» **What you should do**: Below is a listing to copy exactly; no image goes into the copy.
Dataset records START
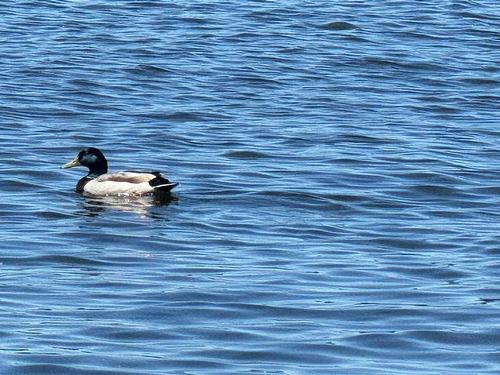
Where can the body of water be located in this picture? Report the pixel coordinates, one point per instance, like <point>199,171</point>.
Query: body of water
<point>339,187</point>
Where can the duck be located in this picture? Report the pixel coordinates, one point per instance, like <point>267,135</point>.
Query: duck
<point>98,182</point>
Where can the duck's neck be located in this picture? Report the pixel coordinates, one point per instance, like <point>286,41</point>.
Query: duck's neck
<point>98,170</point>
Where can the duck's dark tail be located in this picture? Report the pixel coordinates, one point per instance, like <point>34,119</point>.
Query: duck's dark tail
<point>160,183</point>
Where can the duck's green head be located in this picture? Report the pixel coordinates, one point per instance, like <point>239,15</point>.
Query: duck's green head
<point>92,158</point>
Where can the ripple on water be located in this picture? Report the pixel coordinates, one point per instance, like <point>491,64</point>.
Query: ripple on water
<point>337,206</point>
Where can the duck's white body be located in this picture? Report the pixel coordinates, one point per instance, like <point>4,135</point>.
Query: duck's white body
<point>99,182</point>
<point>122,183</point>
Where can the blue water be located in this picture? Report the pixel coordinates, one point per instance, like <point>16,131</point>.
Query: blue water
<point>338,206</point>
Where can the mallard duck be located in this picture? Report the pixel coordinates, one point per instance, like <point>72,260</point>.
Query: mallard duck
<point>99,182</point>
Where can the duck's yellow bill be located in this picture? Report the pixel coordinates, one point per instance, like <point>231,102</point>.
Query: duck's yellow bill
<point>73,163</point>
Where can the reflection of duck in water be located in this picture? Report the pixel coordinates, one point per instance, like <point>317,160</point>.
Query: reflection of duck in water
<point>99,182</point>
<point>144,206</point>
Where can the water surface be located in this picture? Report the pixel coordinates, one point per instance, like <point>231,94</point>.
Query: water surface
<point>338,202</point>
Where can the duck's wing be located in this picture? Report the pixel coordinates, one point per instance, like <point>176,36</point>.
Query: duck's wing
<point>129,177</point>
Dataset records END
» **Written reply**:
Where can the body of water be located in this picture? Report the pixel coordinates, one point per instance, like <point>199,171</point>.
Query: body of water
<point>339,187</point>
Where can the duck be located in this picture? Report the pixel coordinates, one point per instance, like <point>267,135</point>.
Query: duck
<point>98,182</point>
Where can the duck's neck be located in this picture? Report the pixel coordinates, one point per instance, like <point>286,41</point>.
Query: duck's neck
<point>98,170</point>
Where can the duck's dark tail be located in this picture? Report the pixel coordinates, one point per instance, like <point>34,119</point>.
Query: duck's dark tail
<point>160,183</point>
Where can the duck's green head be located in this picture? Report the pixel coordinates, one point per instance, like <point>239,15</point>.
Query: duck's green head
<point>92,158</point>
Where can the ripple on water be located in this picture? Report the pixel coordinates, one point per instance, like <point>491,64</point>.
Query: ripple on water
<point>337,206</point>
Where can the duck's white body be located in this picture? Report the pixel coordinates, one point per instance, like <point>4,135</point>.
Query: duck's white body
<point>99,182</point>
<point>122,183</point>
Where can the blue water be located in this picture? Report the pixel coordinates, one point per instance, like <point>16,131</point>.
Query: blue water
<point>338,206</point>
Where can the mallard duck be located in this picture? Report the pixel coordinates, one point per instance, like <point>72,260</point>.
Query: mallard duck
<point>99,182</point>
Where can the duck's yellow bill be located in this picture? Report the pixel coordinates, one point per instance, like <point>231,102</point>.
Query: duck's yellow bill
<point>73,163</point>
Where can the reflection of duck in water be located in this picture? Report the pixel coordinates, one point per instance, like <point>317,160</point>.
Query: reflection of duck in water
<point>99,182</point>
<point>144,206</point>
Where can the water surface be located in this picture? Report the pixel coordinates, one point per instance, like <point>231,94</point>.
Query: water surface
<point>338,202</point>
Where can the duck's wing be located in this picture? Report the pixel coordinates, one point per instance, like <point>176,36</point>.
Query: duck's wing
<point>129,177</point>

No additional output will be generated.